**Exercise requirements**
Please reproduce the data below without any change, everything from the line containing "For this challenge, identify the white" down to the line containing "point(923, 687)", both included.

-- start --

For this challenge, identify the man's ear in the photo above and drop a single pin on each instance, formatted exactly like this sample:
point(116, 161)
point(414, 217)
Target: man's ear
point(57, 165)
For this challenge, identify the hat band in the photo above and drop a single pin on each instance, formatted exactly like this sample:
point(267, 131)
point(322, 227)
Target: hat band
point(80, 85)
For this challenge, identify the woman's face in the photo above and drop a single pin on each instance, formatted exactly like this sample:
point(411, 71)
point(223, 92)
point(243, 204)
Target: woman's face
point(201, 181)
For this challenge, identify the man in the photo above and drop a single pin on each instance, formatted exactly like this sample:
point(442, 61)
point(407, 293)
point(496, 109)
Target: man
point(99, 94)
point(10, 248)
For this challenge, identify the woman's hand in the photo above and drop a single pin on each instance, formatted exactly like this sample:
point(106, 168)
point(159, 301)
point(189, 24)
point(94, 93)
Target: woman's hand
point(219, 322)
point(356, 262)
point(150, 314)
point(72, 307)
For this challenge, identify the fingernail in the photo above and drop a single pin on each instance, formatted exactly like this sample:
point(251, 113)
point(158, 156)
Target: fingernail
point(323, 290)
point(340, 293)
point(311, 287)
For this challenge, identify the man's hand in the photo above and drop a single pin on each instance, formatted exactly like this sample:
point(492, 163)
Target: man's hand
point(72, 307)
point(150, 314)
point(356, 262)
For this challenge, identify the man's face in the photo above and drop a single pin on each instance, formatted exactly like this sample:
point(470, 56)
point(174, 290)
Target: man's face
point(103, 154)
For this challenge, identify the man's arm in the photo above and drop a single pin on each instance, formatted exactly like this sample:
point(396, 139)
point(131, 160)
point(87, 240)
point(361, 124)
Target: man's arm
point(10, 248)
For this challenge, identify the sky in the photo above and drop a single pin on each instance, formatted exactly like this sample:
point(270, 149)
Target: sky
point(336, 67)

-- end --
-- start --

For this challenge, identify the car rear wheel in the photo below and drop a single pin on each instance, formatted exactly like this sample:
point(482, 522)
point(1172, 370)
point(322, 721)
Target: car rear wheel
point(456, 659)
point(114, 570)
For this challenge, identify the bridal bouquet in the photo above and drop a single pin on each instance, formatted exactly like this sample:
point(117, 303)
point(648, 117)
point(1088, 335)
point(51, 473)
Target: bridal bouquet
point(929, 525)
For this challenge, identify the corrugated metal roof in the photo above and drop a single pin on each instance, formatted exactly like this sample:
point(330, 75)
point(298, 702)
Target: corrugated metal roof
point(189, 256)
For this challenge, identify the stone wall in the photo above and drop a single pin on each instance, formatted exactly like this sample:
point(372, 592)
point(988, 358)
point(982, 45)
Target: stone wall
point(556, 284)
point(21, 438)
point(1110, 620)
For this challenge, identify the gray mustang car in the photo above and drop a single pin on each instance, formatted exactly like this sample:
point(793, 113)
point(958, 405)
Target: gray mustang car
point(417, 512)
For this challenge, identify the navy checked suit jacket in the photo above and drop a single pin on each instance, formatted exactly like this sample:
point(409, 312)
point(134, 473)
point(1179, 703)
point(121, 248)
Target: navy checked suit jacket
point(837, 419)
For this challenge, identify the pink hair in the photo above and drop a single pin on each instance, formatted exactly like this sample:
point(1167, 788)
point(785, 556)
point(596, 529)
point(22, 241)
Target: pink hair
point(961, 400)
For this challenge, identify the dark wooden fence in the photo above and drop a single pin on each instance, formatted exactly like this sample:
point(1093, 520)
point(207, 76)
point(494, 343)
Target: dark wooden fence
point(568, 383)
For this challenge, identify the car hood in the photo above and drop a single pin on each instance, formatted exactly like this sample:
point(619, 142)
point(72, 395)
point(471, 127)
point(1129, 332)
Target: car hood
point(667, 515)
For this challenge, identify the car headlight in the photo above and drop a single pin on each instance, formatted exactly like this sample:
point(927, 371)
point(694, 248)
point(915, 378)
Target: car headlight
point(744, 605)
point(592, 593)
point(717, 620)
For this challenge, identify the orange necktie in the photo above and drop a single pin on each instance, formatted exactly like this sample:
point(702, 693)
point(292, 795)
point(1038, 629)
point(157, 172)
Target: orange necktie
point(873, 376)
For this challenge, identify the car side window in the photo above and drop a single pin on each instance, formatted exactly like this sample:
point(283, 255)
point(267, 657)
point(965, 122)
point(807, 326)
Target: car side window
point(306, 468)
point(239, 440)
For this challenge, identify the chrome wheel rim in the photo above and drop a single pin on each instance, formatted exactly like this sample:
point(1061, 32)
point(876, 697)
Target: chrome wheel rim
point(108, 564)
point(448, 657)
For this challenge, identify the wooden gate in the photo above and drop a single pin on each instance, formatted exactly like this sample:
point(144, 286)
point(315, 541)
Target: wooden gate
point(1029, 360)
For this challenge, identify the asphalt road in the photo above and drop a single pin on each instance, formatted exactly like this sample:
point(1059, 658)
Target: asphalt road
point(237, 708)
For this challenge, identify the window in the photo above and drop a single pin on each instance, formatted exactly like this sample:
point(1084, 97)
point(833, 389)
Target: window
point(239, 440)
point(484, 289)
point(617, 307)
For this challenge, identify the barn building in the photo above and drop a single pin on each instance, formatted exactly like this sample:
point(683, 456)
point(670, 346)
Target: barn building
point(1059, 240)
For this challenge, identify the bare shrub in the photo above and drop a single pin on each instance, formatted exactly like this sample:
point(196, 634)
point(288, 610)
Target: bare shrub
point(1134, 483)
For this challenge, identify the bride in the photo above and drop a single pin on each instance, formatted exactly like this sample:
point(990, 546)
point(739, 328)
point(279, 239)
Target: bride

-- end --
-- start --

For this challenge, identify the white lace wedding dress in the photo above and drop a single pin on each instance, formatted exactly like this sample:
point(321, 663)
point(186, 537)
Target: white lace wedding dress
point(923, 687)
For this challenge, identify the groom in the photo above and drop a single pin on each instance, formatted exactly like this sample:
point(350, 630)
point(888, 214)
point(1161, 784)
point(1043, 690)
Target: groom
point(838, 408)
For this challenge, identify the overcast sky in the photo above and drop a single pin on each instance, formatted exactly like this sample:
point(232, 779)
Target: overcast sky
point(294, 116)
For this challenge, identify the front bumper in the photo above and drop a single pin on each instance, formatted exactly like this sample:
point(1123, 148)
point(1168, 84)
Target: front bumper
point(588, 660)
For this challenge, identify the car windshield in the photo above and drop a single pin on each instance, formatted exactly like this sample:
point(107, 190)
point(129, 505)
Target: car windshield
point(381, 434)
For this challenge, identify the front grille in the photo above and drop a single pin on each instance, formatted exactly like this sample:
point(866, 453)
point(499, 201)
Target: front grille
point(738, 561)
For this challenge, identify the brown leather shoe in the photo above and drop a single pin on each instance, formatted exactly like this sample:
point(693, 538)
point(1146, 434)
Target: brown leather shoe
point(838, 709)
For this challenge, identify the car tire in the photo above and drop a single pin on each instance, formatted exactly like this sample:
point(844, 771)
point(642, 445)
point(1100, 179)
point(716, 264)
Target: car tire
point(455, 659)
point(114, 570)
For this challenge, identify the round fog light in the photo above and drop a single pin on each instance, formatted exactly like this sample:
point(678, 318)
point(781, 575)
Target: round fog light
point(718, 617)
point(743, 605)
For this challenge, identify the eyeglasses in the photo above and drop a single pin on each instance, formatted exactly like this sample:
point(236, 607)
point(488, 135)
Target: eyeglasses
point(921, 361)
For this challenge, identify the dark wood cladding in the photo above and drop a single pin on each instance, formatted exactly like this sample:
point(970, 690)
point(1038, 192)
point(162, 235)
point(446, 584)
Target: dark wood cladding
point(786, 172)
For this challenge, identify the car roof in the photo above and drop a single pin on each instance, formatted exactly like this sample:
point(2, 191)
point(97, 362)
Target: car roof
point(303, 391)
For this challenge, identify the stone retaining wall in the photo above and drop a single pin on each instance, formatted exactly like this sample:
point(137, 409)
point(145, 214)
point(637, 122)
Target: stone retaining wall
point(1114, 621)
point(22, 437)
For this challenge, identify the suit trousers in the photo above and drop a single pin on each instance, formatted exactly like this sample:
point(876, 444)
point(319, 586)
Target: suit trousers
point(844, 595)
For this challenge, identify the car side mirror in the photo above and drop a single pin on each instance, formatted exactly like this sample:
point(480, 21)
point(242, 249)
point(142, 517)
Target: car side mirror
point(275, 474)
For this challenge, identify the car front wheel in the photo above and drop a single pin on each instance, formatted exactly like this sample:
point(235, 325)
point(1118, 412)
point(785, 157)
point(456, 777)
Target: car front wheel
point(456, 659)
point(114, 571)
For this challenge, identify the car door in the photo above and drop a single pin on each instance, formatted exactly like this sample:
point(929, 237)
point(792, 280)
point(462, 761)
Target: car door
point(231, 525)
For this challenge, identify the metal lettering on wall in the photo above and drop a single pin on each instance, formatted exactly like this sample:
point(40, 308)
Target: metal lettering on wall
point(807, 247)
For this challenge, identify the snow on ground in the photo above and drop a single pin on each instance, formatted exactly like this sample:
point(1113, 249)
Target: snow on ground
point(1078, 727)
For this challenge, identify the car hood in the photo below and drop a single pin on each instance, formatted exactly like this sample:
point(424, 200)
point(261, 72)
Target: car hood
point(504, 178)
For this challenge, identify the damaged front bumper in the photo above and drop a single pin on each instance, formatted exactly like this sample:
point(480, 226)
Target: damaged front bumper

-- end --

**Solution for this task**
For this challenge, identify the white lace wedding dress in the photo above and drop a single pin on each instance, formatted exactly like this sample:
point(321, 663)
point(186, 537)
Target: white lace wedding dress
point(923, 687)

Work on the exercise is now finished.